(Written task): Could you put every line of the listing below into a JSON list of strings, one string per line, skipping blank lines and leaving the pictures out?

(Material shown):
════════════════════

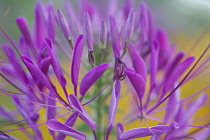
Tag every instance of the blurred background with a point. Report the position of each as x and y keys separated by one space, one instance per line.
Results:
x=186 y=16
x=185 y=21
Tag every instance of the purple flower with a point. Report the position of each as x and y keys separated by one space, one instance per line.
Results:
x=134 y=73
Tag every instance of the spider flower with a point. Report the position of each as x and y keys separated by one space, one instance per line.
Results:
x=128 y=73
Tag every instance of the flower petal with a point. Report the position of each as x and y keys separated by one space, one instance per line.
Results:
x=76 y=59
x=83 y=113
x=114 y=102
x=103 y=34
x=64 y=129
x=40 y=29
x=138 y=63
x=115 y=37
x=55 y=64
x=137 y=82
x=69 y=122
x=177 y=73
x=91 y=77
x=23 y=26
x=51 y=28
x=143 y=132
x=154 y=63
x=63 y=24
x=88 y=31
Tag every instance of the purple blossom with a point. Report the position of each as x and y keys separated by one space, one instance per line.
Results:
x=149 y=75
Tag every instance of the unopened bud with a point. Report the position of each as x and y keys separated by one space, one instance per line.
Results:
x=63 y=24
x=103 y=35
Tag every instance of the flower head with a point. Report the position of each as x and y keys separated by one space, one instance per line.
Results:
x=126 y=56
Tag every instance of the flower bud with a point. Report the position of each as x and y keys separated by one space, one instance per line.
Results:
x=63 y=24
x=103 y=35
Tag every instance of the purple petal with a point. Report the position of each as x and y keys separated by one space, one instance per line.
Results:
x=51 y=23
x=115 y=37
x=164 y=54
x=55 y=64
x=69 y=122
x=120 y=130
x=44 y=65
x=137 y=82
x=143 y=132
x=83 y=114
x=144 y=22
x=129 y=26
x=187 y=115
x=15 y=62
x=51 y=111
x=177 y=73
x=103 y=34
x=23 y=26
x=91 y=77
x=76 y=59
x=138 y=62
x=64 y=129
x=63 y=24
x=36 y=72
x=114 y=102
x=154 y=63
x=88 y=31
x=172 y=65
x=127 y=7
x=172 y=111
x=39 y=24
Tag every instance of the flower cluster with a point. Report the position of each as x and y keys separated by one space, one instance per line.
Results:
x=125 y=49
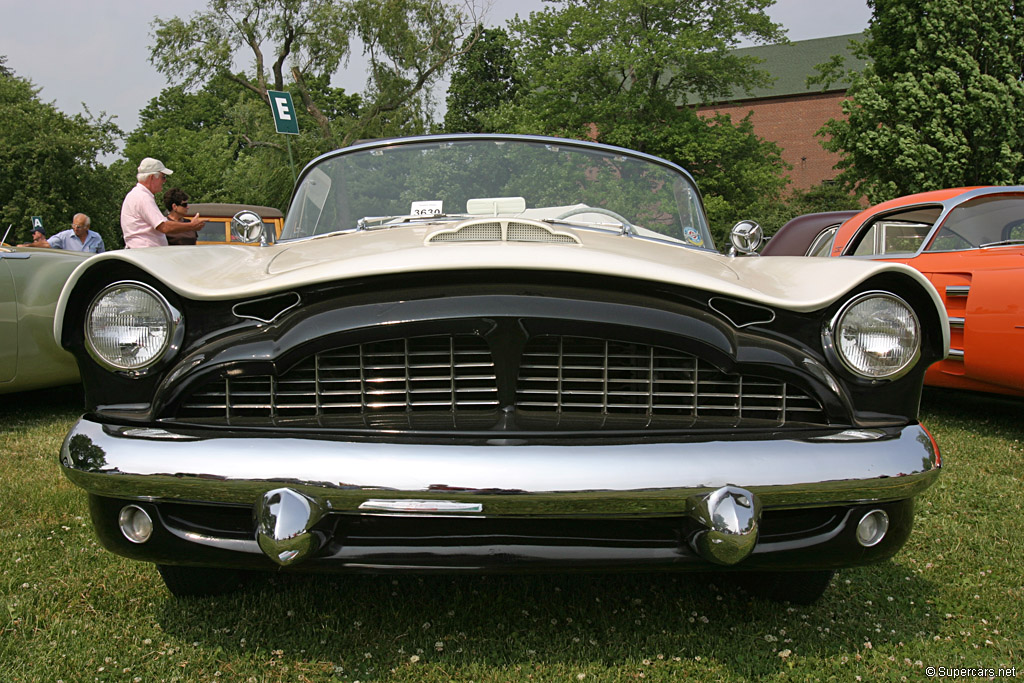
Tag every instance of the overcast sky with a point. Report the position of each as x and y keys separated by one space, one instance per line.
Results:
x=96 y=52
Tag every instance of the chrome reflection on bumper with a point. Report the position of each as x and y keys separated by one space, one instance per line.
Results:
x=627 y=480
x=729 y=519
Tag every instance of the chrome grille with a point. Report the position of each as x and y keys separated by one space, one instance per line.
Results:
x=576 y=382
x=422 y=382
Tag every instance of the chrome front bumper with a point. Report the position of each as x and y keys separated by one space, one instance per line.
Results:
x=623 y=480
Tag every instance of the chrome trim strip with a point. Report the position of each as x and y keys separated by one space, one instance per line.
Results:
x=638 y=479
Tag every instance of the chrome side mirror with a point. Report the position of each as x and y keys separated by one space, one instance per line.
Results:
x=745 y=238
x=248 y=226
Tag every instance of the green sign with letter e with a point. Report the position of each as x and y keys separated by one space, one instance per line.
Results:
x=284 y=112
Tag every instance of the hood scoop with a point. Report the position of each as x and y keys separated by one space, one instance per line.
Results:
x=503 y=229
x=267 y=309
x=741 y=313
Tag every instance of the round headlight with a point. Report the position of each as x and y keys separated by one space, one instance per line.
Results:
x=877 y=335
x=129 y=327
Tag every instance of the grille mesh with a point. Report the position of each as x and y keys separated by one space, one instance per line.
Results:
x=422 y=382
x=451 y=382
x=496 y=230
x=572 y=381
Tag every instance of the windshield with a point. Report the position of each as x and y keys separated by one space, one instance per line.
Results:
x=553 y=180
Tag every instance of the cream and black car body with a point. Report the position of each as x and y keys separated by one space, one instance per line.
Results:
x=495 y=353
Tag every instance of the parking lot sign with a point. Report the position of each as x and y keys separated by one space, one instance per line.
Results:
x=284 y=112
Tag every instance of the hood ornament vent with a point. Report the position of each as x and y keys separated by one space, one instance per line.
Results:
x=741 y=313
x=498 y=229
x=268 y=308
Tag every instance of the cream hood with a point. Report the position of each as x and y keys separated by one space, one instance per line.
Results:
x=229 y=271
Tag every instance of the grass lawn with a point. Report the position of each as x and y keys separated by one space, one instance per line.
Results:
x=952 y=598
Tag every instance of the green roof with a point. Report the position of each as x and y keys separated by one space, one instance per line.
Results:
x=791 y=63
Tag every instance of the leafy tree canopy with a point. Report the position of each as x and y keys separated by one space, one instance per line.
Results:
x=48 y=163
x=299 y=44
x=942 y=102
x=484 y=77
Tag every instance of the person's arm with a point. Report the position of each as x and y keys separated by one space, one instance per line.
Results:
x=41 y=244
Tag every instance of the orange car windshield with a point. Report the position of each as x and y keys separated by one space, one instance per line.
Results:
x=985 y=221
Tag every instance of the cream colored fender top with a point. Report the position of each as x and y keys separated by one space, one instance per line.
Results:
x=231 y=271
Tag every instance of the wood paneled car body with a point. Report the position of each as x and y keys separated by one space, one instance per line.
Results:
x=494 y=353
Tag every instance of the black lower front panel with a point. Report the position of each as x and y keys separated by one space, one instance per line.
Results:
x=224 y=536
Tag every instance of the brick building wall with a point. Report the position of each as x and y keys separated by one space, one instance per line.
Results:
x=791 y=122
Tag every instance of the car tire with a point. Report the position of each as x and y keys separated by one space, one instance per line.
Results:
x=185 y=582
x=802 y=588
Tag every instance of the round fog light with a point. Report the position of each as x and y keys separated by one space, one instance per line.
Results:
x=135 y=523
x=871 y=528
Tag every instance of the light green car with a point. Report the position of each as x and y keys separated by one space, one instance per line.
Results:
x=31 y=281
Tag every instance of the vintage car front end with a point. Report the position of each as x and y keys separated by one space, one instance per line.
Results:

════════════════════

(The answer):
[
  "Tag every instance of the blurred background with a point. Report the position of each as x and y keys separated by one space, one instance per line.",
  "Results:",
  "x=186 y=16",
  "x=185 y=21",
  "Tag every instance of the purple flower with a point. Report the position of each as x and y keys separated by one space, one instance per line.",
  "Results:",
  "x=134 y=73",
  "Tag every instance of the spider flower with a point. Report the position of each as x and y keys separated by one space, one instance per line.",
  "Results:",
  "x=128 y=73",
  "Tag every instance of the flower petal with a point. Report the position of each as x and y keys separated by one space, one instance per line.",
  "Results:",
  "x=76 y=59",
  "x=83 y=113",
  "x=114 y=102",
  "x=103 y=34",
  "x=64 y=129",
  "x=40 y=29",
  "x=138 y=63",
  "x=115 y=37",
  "x=55 y=64",
  "x=137 y=82",
  "x=69 y=122",
  "x=177 y=73",
  "x=91 y=77",
  "x=23 y=26",
  "x=51 y=28",
  "x=143 y=132",
  "x=154 y=63",
  "x=63 y=24",
  "x=88 y=31",
  "Tag every instance of the purple blossom with a point. Report the position of each as x and y keys separated by one space, one instance per line.",
  "Results:",
  "x=149 y=75",
  "Tag every instance of the unopened bud with a point. Report the position of each as x and y keys separated by one space, one instance per line.",
  "Results:",
  "x=63 y=24",
  "x=103 y=35",
  "Tag every instance of the flower head with a point. Report the position of each as x and y keys separated by one space, one instance per line.",
  "Results:",
  "x=126 y=56",
  "Tag every instance of the flower bud with a point. Report the position of each as x and y keys separated by one space, one instance per line.",
  "Results:",
  "x=63 y=24",
  "x=103 y=35",
  "Tag every instance of the purple petal with a point. Report the position of each as x and y keys separated by one space, one instance per line.",
  "Results:",
  "x=51 y=23",
  "x=115 y=37",
  "x=164 y=54",
  "x=55 y=64",
  "x=69 y=122",
  "x=120 y=130",
  "x=44 y=65",
  "x=137 y=82",
  "x=143 y=132",
  "x=83 y=114",
  "x=144 y=22",
  "x=129 y=26",
  "x=187 y=115",
  "x=15 y=62",
  "x=51 y=111",
  "x=177 y=73",
  "x=103 y=34",
  "x=23 y=26",
  "x=91 y=77",
  "x=76 y=59",
  "x=138 y=62",
  "x=64 y=129",
  "x=63 y=24",
  "x=36 y=72",
  "x=114 y=102",
  "x=154 y=63",
  "x=88 y=31",
  "x=172 y=65",
  "x=127 y=7",
  "x=172 y=111",
  "x=39 y=24",
  "Tag every instance of the flower cluster with a point. Report the position of each as x and y keys separated by one space, one instance per line.",
  "Results:",
  "x=125 y=49",
  "Tag every instance of the overcast sky with a point. Report the position of each as x and y keys separated by one space, one instance per line.",
  "Results:",
  "x=96 y=52",
  "Tag every instance of the chrome reflection on bumper with a point. Report the position of each as x and y keys separated by one space, one instance per line.",
  "Results:",
  "x=627 y=480",
  "x=729 y=519",
  "Tag every instance of the chrome grille with a point. Report the position of each as x and y keys separated by one space, one instance per line.",
  "Results:",
  "x=576 y=382",
  "x=422 y=382",
  "Tag every instance of the chrome front bumper with a point. Report the position of each as x and y keys separated by one space, one instance per line.",
  "Results:",
  "x=623 y=480",
  "Tag every instance of the chrome trim strip with a point. Report the position of each as x and y keys separated by one space, one instance per line.",
  "Results:",
  "x=638 y=479",
  "Tag every instance of the chrome side mirror with a point. Report the position of each as x and y keys separated by one space, one instance per line.",
  "Results:",
  "x=745 y=238",
  "x=248 y=226",
  "Tag every instance of the green sign with letter e with a point. Report the position of each as x and y keys separated by one space, one instance per line.",
  "Results:",
  "x=284 y=112",
  "Tag every instance of the hood scoop with a point. Report the position of each as x and y keys separated by one space, one instance per line.",
  "Results:",
  "x=503 y=229",
  "x=267 y=309",
  "x=741 y=313",
  "Tag every instance of the round headlight with a point. Report the position of each as x and y keys separated by one space, one instance per line.",
  "Results:",
  "x=877 y=335",
  "x=129 y=327",
  "Tag every instance of the grille mesh with a point. Report the position of each as x and y keys separated by one space, one instance per line.",
  "Results:",
  "x=422 y=382",
  "x=451 y=382",
  "x=496 y=230",
  "x=572 y=381",
  "Tag every instance of the windshield with a point. Report the position of each as x and y keys separated by one space, one instance per line.",
  "Results:",
  "x=553 y=180",
  "Tag every instance of the cream and black car body with a point. Report the position of each as x and y keys separated by one space, one instance per line.",
  "Results:",
  "x=495 y=353",
  "Tag every instance of the parking lot sign with a point. Report the position of each as x and y keys separated by one space, one instance per line.",
  "Results:",
  "x=284 y=112",
  "Tag every instance of the hood ornament vent with a point. Report the position of each as x and y keys separated by one space, one instance per line.",
  "Results:",
  "x=741 y=313",
  "x=498 y=229",
  "x=268 y=308",
  "Tag every instance of the cream hood with a point. Report the position of each as x and y keys separated by one space, one instance per line.",
  "Results:",
  "x=229 y=271",
  "Tag every instance of the grass lawn with a point. Report the position of each as x and y keys separated by one space, one instance per line.",
  "Results:",
  "x=952 y=598",
  "Tag every instance of the green roof with a point. Report the position of each as x and y keys separated by one space, one instance per line.",
  "Results:",
  "x=791 y=63",
  "Tag every instance of the leafy tree canopy with a point. Report the position of each as x and y keys separated by one space, one instance per line.",
  "Results:",
  "x=48 y=163",
  "x=299 y=44",
  "x=942 y=102",
  "x=484 y=77",
  "Tag every instance of the person's arm with a point. Report the position of each as x and y keys separated by one space, one instance per line.",
  "Results:",
  "x=41 y=244",
  "Tag every instance of the orange car windshield with a point. Report the position of each as x and y keys separated by one space, one instance per line.",
  "Results:",
  "x=985 y=221",
  "Tag every instance of the cream colored fender top with a point. Report the position of each as x and y keys separated by one space, one instance per line.",
  "Results:",
  "x=231 y=271",
  "Tag every instance of the wood paneled car body with a point. Report the position of each as x and y keys separated by one space, one instance per line.",
  "Results:",
  "x=494 y=353",
  "Tag every instance of the black lower front panel with a point. Report the position of each as x and y keys separated by one space, one instance per line.",
  "Results:",
  "x=224 y=536",
  "Tag every instance of the brick building wall with a point. Report the position of each as x and y keys separated by one space, one instance per line.",
  "Results:",
  "x=791 y=122",
  "Tag every instance of the car tire with a point. Report the position of each as x and y keys separated by one space, one instance per line.",
  "Results:",
  "x=185 y=582",
  "x=802 y=588",
  "Tag every instance of the round fog light with a point. Report the position of each as x and y keys separated by one space, one instance per line.",
  "Results:",
  "x=135 y=523",
  "x=871 y=528",
  "Tag every instance of the light green car with a point. Report the position of each as x and y keys separated by one space, one instance per line.",
  "Results:",
  "x=31 y=281",
  "Tag every instance of the vintage car front end with a point. Report the position of each as x and y keys separated by one space, one instance per line.",
  "Results:"
]